- THE PROBLEM:
Starting at the line that holds "example: [235, 149]", set down each line through the end of the listing, exactly as written and with nothing added.

[Position annotation records]

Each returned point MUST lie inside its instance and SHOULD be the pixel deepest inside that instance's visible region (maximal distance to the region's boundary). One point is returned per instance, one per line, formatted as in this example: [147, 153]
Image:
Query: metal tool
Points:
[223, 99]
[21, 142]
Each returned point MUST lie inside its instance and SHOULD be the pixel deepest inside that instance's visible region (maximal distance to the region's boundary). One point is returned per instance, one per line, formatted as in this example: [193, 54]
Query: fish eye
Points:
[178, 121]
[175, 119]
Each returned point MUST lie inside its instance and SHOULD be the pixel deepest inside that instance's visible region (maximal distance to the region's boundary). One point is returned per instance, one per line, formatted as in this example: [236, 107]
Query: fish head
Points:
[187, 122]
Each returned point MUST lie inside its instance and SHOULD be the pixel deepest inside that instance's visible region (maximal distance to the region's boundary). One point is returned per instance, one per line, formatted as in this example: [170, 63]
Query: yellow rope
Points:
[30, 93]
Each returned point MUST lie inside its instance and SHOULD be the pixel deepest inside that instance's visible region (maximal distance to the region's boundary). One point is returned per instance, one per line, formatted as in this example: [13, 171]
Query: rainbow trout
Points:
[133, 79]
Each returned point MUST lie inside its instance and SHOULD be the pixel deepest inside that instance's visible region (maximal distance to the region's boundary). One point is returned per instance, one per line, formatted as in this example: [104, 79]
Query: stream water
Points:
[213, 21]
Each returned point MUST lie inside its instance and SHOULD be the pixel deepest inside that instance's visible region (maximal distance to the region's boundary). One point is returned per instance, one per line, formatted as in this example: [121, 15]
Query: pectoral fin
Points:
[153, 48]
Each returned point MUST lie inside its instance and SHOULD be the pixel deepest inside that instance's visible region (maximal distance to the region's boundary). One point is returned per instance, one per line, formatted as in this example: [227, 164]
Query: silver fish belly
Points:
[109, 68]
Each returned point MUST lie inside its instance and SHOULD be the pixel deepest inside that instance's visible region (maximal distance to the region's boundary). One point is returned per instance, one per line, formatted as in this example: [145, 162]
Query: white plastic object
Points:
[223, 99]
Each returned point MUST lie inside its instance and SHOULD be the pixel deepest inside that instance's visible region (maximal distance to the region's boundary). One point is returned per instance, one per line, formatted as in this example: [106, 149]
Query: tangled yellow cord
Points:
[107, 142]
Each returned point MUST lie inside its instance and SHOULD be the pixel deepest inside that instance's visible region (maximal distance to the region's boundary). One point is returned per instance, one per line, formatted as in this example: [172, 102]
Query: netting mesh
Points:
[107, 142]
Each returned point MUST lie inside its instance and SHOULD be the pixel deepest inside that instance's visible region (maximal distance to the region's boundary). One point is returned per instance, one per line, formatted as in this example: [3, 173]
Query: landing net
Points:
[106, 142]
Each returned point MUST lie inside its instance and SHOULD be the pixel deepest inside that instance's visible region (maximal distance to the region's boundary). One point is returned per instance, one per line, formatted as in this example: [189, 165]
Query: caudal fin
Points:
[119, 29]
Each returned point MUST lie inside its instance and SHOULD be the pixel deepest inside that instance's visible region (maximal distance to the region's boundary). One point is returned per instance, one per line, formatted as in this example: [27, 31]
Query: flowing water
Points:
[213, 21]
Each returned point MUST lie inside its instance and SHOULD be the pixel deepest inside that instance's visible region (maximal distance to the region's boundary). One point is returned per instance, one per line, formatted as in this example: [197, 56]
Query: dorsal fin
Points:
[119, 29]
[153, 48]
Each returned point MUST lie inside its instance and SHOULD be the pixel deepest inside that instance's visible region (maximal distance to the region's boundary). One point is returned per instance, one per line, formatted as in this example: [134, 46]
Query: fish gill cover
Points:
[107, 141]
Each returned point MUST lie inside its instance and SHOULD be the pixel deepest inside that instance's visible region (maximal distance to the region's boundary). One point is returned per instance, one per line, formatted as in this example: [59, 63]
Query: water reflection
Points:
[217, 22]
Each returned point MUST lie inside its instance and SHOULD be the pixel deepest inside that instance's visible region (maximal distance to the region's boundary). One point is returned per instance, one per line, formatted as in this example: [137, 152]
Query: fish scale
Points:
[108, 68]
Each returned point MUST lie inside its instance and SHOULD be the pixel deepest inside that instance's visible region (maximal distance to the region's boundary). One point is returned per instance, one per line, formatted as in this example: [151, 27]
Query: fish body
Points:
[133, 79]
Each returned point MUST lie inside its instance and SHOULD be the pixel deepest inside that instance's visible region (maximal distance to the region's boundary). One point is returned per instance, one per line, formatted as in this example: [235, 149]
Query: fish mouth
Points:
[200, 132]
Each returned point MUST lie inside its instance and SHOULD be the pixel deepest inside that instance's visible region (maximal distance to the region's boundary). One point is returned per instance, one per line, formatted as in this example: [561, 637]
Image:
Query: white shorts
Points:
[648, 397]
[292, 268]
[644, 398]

- SOLUTION FOR THIS EXERCISE:
Each returned point MUST lie inside its instance and SHOULD be the pixel deepest inside that instance's visible region (maximal distance to the region's boundary). One point is returned per instance, one per line, formatted as in this example: [235, 149]
Query: fish mouth
Points:
[200, 132]
Each returned point MUST lie inside its instance and SHOULD be the pixel deepest inside that instance's visible region (maximal distance to the region's boundary). One point is returned per instance, one per line, formatted as in this example: [561, 637]
Image:
Query: white shorts
Points:
[648, 397]
[292, 268]
[644, 398]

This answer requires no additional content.